Walter Bradford Cannon and the Concept of Homeostasis

Walter Bradford Cannon (1871-1945)

Walter Bradford Cannon (1871-1945)

On October 1, 1871American physiologist Walter Bradford Cannon was born. Cannon coined the term fight or flight response, and he expanded on Claude Bernard’s concept of homeostasis. Homeostasis is the property of a system within an animal in which a variable, such as the concentration of a substance in solution, is actively regulated to remain very nearly constant. Examples of homeostasis include the regulation of body temperature, the pH of extracellular fluid, or the concentrations of sodium, potassium and calcium ions, as well as that of glucose in the blood plasma.

Youth and Education

Walter Bradford Cannon was born the son of a railwayman. He joined Harvard Medical Schools, where he graduated in biology in 1896 and earned a PhD in 1897.  He already started working at Bowditch’s Lab during his first year at Harvard. Henry Pickering Bowditch, who had worked with Claude Bernard, directed the laboratory there. After earning his degree, Cannon was hired by William Townsend Porter at Harvard as an instructor in the Department of Physiology. Cannon became George Higginson Professor of Physiology and chairman of the Department of Physiology at Harvard Medical School in 1906.

Swallowing and the Motility of the Stomach

When Cannon first started working with Bowditch he used the newly discovered X-rays to study the mechanism of swallowing and the motility of the stomach. He managed to demonstrate deglutition in a goose at the American Physiological Society meeting in December 1896. Cannon published his first paper on this research in the first issue of the American Journal of Physiology in January 1898.

First World War

During the First World War (from 1914), he served as president of the American Physiological Society and dealt with the traumatic shock in response to threat from which many soldiers suffered. He coined the term fight-or-flight response, which describes the response of animals to threat, and published Bodily Changes in Pain, Hunger, Fear and Rage (1915). As a military physician in World War I he also discovered that the blood of shocked men was acidic.

The Concept of Homeostasis

The concept of homeostasis was described around 1860 by the physiologist Claude Bernard. Biology knows many states of equilibrium, which are maintained by special homeostatic processes. The balance can be maintained within a cell, an organ or via an organism. The property to be maintained can be anatomical, chemical, physical or mathematical (number of cells). In physiology, the term homeostasis is defined as the maintenance of a constant internal environment (target state), which comes about through regulation. An example of this is the homeostasis of the brain, which is maintained by the blood-brain barrier.

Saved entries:

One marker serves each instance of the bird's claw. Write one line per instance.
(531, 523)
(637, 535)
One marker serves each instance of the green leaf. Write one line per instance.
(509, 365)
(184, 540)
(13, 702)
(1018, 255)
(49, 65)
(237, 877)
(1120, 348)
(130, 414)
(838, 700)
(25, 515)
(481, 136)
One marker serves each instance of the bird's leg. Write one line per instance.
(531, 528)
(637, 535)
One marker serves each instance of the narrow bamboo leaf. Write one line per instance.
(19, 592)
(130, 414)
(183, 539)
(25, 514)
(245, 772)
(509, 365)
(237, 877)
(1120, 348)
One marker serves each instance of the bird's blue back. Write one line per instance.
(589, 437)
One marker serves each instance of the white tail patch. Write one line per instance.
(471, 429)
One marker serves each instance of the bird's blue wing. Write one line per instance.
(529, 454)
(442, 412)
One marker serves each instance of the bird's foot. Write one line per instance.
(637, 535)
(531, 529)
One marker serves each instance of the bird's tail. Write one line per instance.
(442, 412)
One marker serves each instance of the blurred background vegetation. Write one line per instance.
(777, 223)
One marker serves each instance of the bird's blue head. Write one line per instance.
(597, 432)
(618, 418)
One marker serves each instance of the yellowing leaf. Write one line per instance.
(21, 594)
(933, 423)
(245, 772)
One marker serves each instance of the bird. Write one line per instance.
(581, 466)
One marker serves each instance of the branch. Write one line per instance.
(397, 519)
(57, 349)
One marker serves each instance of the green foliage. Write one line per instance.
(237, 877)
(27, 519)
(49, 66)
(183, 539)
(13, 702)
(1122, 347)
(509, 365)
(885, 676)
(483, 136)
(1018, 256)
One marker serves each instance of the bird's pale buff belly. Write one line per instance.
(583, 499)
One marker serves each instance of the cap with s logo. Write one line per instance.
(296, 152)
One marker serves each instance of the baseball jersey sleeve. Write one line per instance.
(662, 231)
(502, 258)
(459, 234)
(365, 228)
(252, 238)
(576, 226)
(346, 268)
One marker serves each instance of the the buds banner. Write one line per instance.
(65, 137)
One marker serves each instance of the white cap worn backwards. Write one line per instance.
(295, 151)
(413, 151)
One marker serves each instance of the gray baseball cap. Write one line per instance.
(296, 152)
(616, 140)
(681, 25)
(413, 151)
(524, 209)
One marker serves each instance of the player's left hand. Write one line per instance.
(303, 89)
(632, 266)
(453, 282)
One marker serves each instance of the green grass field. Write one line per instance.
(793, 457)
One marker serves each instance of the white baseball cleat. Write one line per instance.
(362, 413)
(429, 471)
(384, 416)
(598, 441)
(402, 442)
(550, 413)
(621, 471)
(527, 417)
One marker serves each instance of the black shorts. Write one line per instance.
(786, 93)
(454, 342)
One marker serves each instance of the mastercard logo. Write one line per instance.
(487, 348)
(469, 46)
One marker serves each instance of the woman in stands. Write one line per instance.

*Your tasks*.
A: Answer these questions using the text on Walter Bradford Cannon:
(i) What did Cannon use to study swallowing and the motility of the stomach?
(ii) In what year did Cannon become chairman of the Department of Physiology at Harvard Medical School?
(iii) Around what year did Claude Bernard describe the concept of homeostasis?
B: Continue the text on Walter Bradford Cannon from the end of its last paragraph.
This listing was taken from a separate source, unrelated to the text on Walter Bradford Cannon.

*Results for each task*.
A:
(i) The newly discovered X-rays
(ii) 1906
(iii) Around 1860

B:
Inspired by the early ides of Claude Bernard of milieu interieur, Walter Cannon developed the concept of homeostasis. He published his results in the book The Wisdom of the Body in 1932.[8] Walter Cannon presented four tentative propositions to describe the general features of homeostasis: (1) Constancy in an open system, such as our bodies represent, requires mechanisms that act to maintain this constancy. Cannon based this proposition on insights into the ways by which steady states such as glucose concentrations, body temperature and acid-base balance were regulated. (2) Steady-state conditions require that any tendency toward change automatically meets with factors that resist change. An increase in blood sugar results in thirst as the body attempts to dilute the concentration of sugar in the extracellular fluid. (3) The regulating system that determines the homeostatic state consists of a number of cooperating mechanisms acting simultaneously or successively. Blood sugar is regulated by insulin, glucagons, and other hormones that control its release from the liver or its uptake by the tissues. (4) Homeostasis does not occur by chance, but is the result of organized self-government.

The Cannon Bard Theory

The Cannon Bard theory – which Cannon developed with his student Philip Bard (1898-1977) – states that an “emotional stimulus” produces two simultaneous reactions, physiological excitement and the perception of emotion. Neither of the two reactions causes the other. The theory assumes that the physical processes are independent of the psychological ones.

Walter Cannon died on October 1, 1945 in Franklin, New Hampshire, at age 73.